Render the part of the entries that opens with the line containing "Would you mind pinning the teal" and runs through the final line of the entries as a Markdown table. Use the columns Row and Line, numbering each line and skipping blank ones.

- - - - -

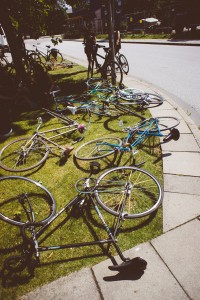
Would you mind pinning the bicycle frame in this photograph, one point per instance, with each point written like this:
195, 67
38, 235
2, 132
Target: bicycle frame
66, 129
140, 139
77, 200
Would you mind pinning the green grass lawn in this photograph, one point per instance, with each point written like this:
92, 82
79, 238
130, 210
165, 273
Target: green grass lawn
60, 179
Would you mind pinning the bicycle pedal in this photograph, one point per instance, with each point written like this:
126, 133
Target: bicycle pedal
67, 150
134, 152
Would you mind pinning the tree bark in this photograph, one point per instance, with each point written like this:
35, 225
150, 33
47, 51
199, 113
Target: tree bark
13, 42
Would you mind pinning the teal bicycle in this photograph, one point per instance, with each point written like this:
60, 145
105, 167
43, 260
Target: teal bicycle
154, 127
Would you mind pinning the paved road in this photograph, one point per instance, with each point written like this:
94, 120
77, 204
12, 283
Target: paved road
174, 69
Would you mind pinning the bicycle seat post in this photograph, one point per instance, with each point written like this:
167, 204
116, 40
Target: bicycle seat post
94, 167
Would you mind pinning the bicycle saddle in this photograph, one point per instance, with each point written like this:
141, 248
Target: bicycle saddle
136, 263
173, 135
106, 49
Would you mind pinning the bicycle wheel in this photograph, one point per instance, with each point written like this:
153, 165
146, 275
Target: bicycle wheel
128, 190
23, 154
146, 100
127, 109
55, 57
34, 56
23, 199
113, 68
99, 84
124, 63
129, 93
160, 124
103, 111
97, 148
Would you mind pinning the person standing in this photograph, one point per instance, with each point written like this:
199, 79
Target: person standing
90, 49
117, 41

- - - - -

▶ OUTPUT
| Row | Line |
|---|---|
| 1 | Would you mind pinning the teal bicycle in this photograph, one point per instance, with each point written like this: |
| 2 | 60, 145 |
| 3 | 105, 167 |
| 4 | 43, 260 |
| 5 | Target: teal bicycle |
| 6 | 154, 127 |
| 7 | Would you mind pinning the paved road in this photograph, one point per instance, with each point written like this: |
| 8 | 94, 120 |
| 9 | 77, 204 |
| 10 | 12, 283 |
| 11 | Target: paved road |
| 12 | 174, 69 |
| 13 | Would you mind pinning the bicycle seat post in this photograph, one point per instance, with each point written like this: |
| 14 | 167, 204 |
| 15 | 116, 40 |
| 16 | Target: bicycle seat post |
| 17 | 94, 167 |
| 18 | Would you mind pinning the bicycle saddle in this photograph, one point per instance, with each point written like this: |
| 19 | 141, 248 |
| 20 | Target: bicycle saddle |
| 21 | 136, 263 |
| 22 | 173, 135 |
| 23 | 106, 49 |
| 24 | Would you mind pinning the bicycle wheel in this photograph, one point per instance, with each point written like this: |
| 25 | 153, 165 |
| 26 | 146, 275 |
| 27 | Target: bicycle wheel |
| 28 | 128, 190 |
| 29 | 23, 154 |
| 30 | 146, 100 |
| 31 | 127, 109 |
| 32 | 55, 57 |
| 33 | 34, 56 |
| 34 | 23, 199 |
| 35 | 113, 68 |
| 36 | 99, 84 |
| 37 | 124, 63 |
| 38 | 129, 93 |
| 39 | 160, 124 |
| 40 | 103, 111 |
| 41 | 97, 148 |
| 42 | Would you mind pinning the person standing in this photograph, one point per instance, with each point written like this: |
| 43 | 199, 79 |
| 44 | Target: person standing |
| 45 | 90, 49 |
| 46 | 117, 41 |